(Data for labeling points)
= = = = =

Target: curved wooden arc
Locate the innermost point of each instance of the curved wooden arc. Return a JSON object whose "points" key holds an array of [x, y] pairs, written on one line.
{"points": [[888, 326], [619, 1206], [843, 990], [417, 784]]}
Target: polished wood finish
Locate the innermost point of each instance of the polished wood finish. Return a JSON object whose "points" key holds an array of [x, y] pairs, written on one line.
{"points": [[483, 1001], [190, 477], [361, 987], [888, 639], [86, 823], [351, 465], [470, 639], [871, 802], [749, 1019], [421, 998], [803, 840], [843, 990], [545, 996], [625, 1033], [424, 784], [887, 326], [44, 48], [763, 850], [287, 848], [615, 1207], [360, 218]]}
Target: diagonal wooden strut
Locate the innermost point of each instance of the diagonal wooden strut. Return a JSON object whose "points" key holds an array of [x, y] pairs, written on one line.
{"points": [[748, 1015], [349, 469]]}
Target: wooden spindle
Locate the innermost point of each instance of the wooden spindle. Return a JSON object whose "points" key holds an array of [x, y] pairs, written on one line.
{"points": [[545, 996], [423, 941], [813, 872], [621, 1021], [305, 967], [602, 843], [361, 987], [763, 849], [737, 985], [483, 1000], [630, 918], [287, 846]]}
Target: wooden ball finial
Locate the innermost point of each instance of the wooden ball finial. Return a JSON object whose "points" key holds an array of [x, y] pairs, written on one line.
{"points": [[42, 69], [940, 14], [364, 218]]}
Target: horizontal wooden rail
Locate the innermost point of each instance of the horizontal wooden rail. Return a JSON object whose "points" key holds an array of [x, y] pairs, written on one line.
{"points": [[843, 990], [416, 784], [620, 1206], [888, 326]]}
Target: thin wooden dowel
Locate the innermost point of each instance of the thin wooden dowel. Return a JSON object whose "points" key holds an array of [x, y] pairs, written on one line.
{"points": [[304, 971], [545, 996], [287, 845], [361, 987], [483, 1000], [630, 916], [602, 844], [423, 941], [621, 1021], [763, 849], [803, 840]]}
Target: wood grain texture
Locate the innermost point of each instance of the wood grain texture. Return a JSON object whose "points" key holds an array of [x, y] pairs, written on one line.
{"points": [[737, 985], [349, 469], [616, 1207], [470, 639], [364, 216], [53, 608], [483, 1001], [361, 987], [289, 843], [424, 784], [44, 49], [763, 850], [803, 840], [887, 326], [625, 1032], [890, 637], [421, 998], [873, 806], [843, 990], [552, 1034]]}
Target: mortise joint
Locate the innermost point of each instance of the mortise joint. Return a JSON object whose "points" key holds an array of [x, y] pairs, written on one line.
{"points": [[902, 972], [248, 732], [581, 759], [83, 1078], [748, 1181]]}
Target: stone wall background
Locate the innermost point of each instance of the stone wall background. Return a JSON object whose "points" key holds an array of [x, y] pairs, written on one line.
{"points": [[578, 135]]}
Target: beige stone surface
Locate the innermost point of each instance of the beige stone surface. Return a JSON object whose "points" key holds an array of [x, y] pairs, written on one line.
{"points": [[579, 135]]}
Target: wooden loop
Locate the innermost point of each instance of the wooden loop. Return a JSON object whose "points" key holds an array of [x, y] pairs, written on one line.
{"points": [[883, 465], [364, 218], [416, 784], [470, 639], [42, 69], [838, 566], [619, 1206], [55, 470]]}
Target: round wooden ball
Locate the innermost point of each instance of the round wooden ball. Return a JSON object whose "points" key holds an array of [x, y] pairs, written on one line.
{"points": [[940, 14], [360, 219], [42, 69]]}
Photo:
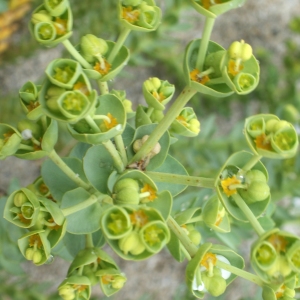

= = = = =

Work to be completed: How many lines in the data above contain the string "loop", with case counting? Reply with the number alone.

Solution to the exercise: 2